(SELECTED TEXT):
———

# BLU10 - Non-personalized Recommenders: Exercise notebook

In [None]:
import os
import numpy as np
import scipy as sp
from scipy.sparse import csr_matrix
import pandas as pd
from mlxtend.frequent_patterns import apriori
import hashlib
import json

You will be working with data from an online bookstore. Every time a customer buys a book, the customer can rate the book and the bookstore uses that data to create recommendations to future customers.

In this exercise notebook, you will help the bookstore team to choose which books to display in different areas of the website.

The bookstore provided a datafile with customer ratings and another file with information about the book genres:

* `BookRatings.csv` has the historical ratings given by the customers and represents all the books sold. 
* `BooksInfo.csv`: has the information about the main genre of the book.

Let's load and preview the data.

In [None]:
ratings = pd.read_csv('data/BookRatings.csv')
books_info = pd.read_csv('data/BooksInfo.csv')

In [None]:
ratings.head()

In [None]:
books_info.head()

## Exercise 0 - EDA (ungraded)
Let's first check if the data is complete:
- check for ratings with incomplete data
- check for the duplicated records in ratings 
- check for books without genre

In [None]:
# use this cell for your code

## Exercise 1 - Ratings matrix

In this exercise, you will create the ratings matrix and check its properties.

### Exercise 1.1 - Create the ratings matrix
Implement the function below which should transform the `ratings` dataframe to a ratings matrix.

In [None]:
def make_ratings(data):
    """
    Creates a ratings matrix from the provided dataframe.
    Fills the missing values with 0.
    
    Parameters:
        data (pd.DataFrame): the ratings dataframe with ratings per ISBN and User-ID
        
    Returns:
        R (np.ndarray): Ratings matrix created from data
    """

    # YOUR CODE HERE
    raise NotImplementedError()

In [None]:
R = make_ratings(ratings)
assert isinstance(R,np.ndarray), 'The ratings matrix should be a numpy array.'
assert hashlib.sha256(json.dumps(R.shape).encode()).hexdigest() == \
'b466a45e18554bb465511315ce036735e079772d9136499b0066f0acd78d5a8d', 'The shape of the ratings matrix is not correct.'
assert hashlib.sha256(json.dumps(R[0].sum()).encode()).hexdigest() == \
'0729c13ebd725201c1445a00c825237d305ff650cd72f50e45259bd942a75ef4', 'The ratings matrix is not correct.'
assert hashlib.sha256(json.dumps(R.sum()).encode()).hexdigest() == \
'bec147ffed0b304733e83e0732667d8f85aa5374f8ae52ebbb8734b3780097d2', 'The ratings matrix is not correct.'
assert hashlib.sha256(json.dumps(R[:,0].sum()).encode()).hexdigest() == \
'f1e42019aecc858ffbcca7fddec511b761b474916fde37b1a6ff321a9b459330', 'The ratings matrix is not correct.'
f"We have {R.shape[0]} users and {R.shape[1]} items."

### Exercise 1.2 - Density score
Implement the function below to calculate the density score of the ratings matrix R.

In [None]:
def get_density_score(matrix):
    """
    Calculates the density score of a numpy ratings matrix.
    
    Parameters:
        matrix (np.ndarray): ratings matrix
        
    Returns:
        dense_score (float): density score of the matrix
    """

———

(DATA SUPPLIED):
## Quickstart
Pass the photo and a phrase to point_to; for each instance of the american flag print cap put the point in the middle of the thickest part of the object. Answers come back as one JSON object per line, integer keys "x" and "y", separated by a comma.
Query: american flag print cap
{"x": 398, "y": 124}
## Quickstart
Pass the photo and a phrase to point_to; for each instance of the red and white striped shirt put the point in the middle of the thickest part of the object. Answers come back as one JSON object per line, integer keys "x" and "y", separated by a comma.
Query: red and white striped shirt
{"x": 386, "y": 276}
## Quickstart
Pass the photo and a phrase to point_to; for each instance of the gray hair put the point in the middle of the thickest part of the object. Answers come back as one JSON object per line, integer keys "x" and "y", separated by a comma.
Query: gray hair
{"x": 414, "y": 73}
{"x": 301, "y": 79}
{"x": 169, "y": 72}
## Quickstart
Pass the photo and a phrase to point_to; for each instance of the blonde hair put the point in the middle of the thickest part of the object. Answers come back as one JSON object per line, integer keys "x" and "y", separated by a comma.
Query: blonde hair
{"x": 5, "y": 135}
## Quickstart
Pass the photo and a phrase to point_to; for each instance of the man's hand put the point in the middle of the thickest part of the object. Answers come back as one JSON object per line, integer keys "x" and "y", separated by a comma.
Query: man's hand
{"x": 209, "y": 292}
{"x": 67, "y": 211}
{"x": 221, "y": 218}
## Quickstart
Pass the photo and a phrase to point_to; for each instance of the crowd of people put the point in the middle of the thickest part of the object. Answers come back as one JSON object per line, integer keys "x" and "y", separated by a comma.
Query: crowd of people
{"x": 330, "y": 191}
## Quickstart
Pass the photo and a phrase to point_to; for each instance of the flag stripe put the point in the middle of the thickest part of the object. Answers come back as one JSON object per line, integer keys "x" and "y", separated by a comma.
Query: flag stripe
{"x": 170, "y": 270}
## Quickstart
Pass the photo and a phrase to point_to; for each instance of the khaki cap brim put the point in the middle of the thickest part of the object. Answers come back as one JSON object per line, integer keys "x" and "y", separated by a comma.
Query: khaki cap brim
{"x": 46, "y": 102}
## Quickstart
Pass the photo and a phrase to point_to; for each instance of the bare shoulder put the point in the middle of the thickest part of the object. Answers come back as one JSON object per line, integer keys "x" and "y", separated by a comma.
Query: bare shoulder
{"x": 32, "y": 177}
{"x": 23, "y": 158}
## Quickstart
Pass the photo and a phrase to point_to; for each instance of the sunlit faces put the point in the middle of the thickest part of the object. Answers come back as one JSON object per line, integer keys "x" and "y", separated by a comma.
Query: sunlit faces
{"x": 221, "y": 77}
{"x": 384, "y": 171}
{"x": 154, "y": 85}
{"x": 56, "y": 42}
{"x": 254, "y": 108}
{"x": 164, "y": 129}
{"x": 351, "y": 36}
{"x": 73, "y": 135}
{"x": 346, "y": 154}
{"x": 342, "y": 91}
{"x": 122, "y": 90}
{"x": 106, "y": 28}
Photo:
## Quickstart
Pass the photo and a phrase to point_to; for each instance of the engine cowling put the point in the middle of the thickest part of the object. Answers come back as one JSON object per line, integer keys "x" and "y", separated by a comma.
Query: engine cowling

———

(TASKS FOR THIS EXERCISE):
• A. Which checks does Exercise 0 of the bookstore recommender notebook ask you to run on the data?
• B. Reproduce the bookstore recommender notebook from "Let's first check" up to and including "a ratings matrix.".
• C. Pick up the bookstore recommender notebook after its final line and carry it forward.
The listing has nothing to do with the bookstore recommender notebook.

(THE RESULTS):
• A.
- Check for ratings with incomplete data
- Check for duplicated records in ratings
- Check for books without genre

• B.
Let's first check if the data is complete:
- check for ratings with incomplete data
- check for the duplicated records in ratings 
- check for books without genre

In [None]:
# use this cell for your code

## Exercise 1 - Ratings matrix

In this exercise, you will create the ratings matrix and check its properties.

### Exercise 1.1 - Create the ratings matrix
Implement the function below which should transform the `ratings` dataframe to a ratings matrix.

• C.
    # YOUR CODE HERE
    raise NotImplementedError()

In [None]:
dense_score = get_density_score(R)
assert isinstance(dense_score, float), 'The density score should be a float.'
np.testing.assert_almost_equal(dense_score,0.0004,4, err_msg='The score is not correct.')
f"The density score of the ratings matrix is {dense_score}."

### Exercise 1.3 - Sparse ratings matrix
As you just saw, the matrix is very sparse. Implement the function below which converts a numpy ratings matrix like the one from exercise 1.2 to a scipy compressed sparse row matrix.

In [None]:
def get_csr(matrix):
    """
    Transforms the provided numpy matrix to a scipy compressed sparse row matrix
    
    Parameters:
        matrix (np.ndarray): the ratings matrix
    
    Returns:
        H (sp.sparse.csr_matrix): the compressed sparse row matrix
        
    """
    
    # YOUR CODE HERE
    raise NotImplementedError()

In [None]:
sparse_mat = get_csr(R)
assert sparse_mat.shape == R.shape, 'The shape of the sparse matrix is not correct.'
assert sparse_mat.sum() == R.sum(), 'The content of the matrix is not correct.'
assert hashlib.sha256(json.dumps(str(sparse_mat)).encode()).hexdigest() == \
'f0012636d41b3a8f1995247d731cc4b38ba50aa47b8dcd563923d3682e329830', 'The sparse matrix is not correct.'

## Exercise 2 - Non-personalized recommendations
Now we will use the information about books and their genres and ratings to create non-personalized recommendations. The dataframe manipulation functions from BLU02 and BLU04 might come in handy.

### Exercise 2.1 - Merge the data sets

Implement the function below to merge the dataframes `ratings` and `books_info` in order to have information about the genre of each book. Include only the books that have a rating. 

In [None]:
def get_book_ratings_df(ratings_, books_info_):
    """
    Merges the provided dataframes. Includes only books with a rating.
    
    Parameters:
        ratings_ (pd.DataFrame): dataframe with User-ID, ISBN, and Book-Rating
        books_info_ (pd.DataFrame): dataFrame with ISBN and Genre
        
    Returns:
        book_ratings (pd.DataFrame): dataframe with all the information for books that have a rating.
    """
    
    # YOUR CODE HERE
    raise NotImplementedError()

In [None]:
book_ratings = get_book_ratings_df(ratings, books_info)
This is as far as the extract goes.